HOW TO COMPLETE THIS TASK:
Work out how many lines below contain the word "ribbon", then give that number alone.
"""
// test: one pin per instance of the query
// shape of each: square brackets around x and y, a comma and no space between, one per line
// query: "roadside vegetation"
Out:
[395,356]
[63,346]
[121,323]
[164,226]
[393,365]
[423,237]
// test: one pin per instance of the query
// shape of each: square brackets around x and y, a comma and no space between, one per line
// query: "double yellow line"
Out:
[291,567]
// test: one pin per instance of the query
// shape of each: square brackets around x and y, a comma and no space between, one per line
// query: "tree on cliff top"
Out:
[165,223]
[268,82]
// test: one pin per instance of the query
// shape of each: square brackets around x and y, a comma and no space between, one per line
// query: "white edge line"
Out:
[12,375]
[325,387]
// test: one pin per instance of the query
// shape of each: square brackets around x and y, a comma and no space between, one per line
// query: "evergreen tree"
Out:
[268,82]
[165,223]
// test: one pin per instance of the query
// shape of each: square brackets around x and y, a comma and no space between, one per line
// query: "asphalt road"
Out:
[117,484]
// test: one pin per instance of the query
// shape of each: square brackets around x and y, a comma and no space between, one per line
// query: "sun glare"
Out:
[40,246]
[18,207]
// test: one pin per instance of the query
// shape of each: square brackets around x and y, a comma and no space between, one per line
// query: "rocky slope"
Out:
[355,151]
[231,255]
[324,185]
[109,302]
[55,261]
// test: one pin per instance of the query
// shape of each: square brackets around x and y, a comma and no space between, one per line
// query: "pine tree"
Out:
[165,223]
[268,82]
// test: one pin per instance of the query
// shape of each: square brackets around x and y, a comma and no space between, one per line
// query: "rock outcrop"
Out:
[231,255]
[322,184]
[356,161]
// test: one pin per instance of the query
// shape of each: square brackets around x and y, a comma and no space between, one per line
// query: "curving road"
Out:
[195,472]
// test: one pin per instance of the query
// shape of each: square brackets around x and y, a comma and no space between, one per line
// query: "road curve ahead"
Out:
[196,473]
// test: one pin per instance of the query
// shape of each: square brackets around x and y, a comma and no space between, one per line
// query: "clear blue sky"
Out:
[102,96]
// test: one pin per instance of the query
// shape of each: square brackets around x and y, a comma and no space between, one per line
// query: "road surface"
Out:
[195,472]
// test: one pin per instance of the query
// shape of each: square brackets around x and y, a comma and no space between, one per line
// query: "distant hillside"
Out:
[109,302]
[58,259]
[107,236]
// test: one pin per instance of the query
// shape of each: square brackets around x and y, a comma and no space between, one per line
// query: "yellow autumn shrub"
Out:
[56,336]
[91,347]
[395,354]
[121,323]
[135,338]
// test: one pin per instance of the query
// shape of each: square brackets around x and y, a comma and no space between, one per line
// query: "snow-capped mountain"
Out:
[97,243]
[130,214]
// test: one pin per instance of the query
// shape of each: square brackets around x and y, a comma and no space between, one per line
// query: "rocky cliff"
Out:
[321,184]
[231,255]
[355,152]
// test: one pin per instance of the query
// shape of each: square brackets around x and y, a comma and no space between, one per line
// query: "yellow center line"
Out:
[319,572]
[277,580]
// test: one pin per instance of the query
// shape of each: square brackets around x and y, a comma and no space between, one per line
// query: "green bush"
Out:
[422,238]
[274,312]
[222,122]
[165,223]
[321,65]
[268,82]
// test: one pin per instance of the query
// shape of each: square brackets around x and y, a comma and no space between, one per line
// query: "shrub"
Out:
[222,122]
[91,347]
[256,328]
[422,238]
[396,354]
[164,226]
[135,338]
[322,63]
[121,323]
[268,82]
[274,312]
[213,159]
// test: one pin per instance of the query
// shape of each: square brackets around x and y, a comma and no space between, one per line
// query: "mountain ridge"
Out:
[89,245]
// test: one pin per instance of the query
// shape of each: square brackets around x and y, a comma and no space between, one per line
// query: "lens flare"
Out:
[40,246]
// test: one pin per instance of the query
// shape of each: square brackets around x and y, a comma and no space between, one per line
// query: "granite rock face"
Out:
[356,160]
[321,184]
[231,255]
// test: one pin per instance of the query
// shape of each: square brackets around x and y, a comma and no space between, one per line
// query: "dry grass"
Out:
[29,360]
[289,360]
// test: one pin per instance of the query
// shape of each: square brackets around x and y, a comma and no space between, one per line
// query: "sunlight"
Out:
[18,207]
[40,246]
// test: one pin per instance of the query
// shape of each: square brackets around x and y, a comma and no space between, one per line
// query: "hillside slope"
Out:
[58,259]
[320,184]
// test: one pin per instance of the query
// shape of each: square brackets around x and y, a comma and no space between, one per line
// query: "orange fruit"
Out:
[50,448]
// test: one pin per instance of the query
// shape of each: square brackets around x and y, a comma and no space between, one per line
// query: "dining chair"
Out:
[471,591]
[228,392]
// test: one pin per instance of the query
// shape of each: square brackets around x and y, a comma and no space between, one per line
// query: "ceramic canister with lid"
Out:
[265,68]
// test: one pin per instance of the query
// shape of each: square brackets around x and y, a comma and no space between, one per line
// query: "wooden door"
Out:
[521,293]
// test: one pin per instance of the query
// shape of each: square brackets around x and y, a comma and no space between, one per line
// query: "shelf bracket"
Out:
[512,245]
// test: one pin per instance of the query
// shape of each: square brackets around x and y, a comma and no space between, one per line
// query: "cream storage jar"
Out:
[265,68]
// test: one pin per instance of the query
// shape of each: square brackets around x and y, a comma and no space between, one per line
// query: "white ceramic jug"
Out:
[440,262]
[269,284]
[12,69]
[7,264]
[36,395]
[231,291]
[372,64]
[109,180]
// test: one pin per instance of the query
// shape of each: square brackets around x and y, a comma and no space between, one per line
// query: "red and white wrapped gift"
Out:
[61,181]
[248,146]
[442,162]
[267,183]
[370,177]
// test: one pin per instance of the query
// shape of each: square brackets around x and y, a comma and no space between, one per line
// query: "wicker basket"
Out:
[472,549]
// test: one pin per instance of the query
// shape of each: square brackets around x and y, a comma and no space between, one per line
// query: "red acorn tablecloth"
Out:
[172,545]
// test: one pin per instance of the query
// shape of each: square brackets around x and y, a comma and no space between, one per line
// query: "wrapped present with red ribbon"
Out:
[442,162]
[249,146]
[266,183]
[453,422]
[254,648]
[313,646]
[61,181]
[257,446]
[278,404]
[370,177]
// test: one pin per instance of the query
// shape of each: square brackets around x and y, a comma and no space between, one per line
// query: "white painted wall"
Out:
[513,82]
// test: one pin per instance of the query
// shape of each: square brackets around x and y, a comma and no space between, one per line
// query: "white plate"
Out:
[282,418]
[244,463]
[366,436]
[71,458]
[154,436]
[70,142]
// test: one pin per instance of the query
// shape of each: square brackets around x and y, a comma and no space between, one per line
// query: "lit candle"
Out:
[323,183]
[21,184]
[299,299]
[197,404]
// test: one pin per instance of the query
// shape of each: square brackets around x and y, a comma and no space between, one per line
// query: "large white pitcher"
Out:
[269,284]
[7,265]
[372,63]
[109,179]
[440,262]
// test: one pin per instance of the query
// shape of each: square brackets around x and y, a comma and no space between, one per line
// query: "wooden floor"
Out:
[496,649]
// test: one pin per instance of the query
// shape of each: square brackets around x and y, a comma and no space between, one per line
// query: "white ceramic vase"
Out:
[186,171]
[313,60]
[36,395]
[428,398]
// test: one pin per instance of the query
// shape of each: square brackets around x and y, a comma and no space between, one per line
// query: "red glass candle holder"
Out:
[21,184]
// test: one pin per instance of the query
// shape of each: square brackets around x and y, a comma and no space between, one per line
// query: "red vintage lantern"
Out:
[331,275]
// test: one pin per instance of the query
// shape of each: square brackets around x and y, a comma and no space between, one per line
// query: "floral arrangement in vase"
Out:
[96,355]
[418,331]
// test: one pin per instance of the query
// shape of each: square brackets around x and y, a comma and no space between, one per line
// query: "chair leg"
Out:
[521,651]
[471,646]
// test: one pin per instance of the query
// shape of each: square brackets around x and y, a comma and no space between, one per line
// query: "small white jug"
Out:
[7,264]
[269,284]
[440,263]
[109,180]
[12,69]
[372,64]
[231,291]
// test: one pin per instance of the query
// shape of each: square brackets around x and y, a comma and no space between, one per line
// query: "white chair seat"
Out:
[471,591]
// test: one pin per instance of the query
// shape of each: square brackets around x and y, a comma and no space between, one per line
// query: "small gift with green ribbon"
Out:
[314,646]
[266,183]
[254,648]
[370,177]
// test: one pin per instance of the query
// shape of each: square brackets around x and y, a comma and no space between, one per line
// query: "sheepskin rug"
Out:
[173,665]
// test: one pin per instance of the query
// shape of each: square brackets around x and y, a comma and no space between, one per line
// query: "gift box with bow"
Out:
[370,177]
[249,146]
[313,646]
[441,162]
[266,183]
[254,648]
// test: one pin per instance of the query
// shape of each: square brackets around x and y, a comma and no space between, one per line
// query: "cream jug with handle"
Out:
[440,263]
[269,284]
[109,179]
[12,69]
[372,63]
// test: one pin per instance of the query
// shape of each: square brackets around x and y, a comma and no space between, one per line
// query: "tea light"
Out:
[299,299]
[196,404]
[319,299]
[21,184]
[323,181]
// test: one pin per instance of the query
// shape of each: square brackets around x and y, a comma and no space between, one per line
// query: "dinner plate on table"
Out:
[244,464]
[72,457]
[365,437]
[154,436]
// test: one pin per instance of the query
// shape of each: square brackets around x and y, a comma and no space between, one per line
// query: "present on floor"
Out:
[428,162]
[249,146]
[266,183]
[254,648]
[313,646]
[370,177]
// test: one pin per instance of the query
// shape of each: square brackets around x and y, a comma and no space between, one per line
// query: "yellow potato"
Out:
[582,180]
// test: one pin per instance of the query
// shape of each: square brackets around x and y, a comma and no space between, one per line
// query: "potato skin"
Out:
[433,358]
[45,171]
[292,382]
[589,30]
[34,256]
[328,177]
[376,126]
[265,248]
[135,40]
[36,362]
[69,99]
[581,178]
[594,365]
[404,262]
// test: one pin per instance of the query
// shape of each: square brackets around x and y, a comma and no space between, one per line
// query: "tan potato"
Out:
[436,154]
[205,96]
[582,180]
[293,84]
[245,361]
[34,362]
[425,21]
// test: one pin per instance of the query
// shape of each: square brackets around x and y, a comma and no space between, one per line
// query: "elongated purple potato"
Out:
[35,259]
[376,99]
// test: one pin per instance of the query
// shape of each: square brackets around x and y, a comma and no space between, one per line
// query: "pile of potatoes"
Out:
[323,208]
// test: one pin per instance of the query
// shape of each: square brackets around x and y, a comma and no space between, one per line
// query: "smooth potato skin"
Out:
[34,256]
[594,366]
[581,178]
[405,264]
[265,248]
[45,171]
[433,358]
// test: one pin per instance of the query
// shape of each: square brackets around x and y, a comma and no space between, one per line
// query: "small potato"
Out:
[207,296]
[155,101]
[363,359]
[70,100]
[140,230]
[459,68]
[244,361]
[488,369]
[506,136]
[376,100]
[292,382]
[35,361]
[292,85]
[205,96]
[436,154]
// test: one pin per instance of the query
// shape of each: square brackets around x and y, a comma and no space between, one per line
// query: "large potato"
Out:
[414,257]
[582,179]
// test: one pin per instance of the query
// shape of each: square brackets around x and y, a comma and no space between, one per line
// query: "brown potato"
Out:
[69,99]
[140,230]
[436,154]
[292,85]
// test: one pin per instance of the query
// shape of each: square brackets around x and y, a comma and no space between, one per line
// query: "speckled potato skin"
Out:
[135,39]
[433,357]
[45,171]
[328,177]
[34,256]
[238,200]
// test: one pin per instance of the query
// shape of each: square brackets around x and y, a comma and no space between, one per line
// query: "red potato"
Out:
"""
TASK RESPONSE:
2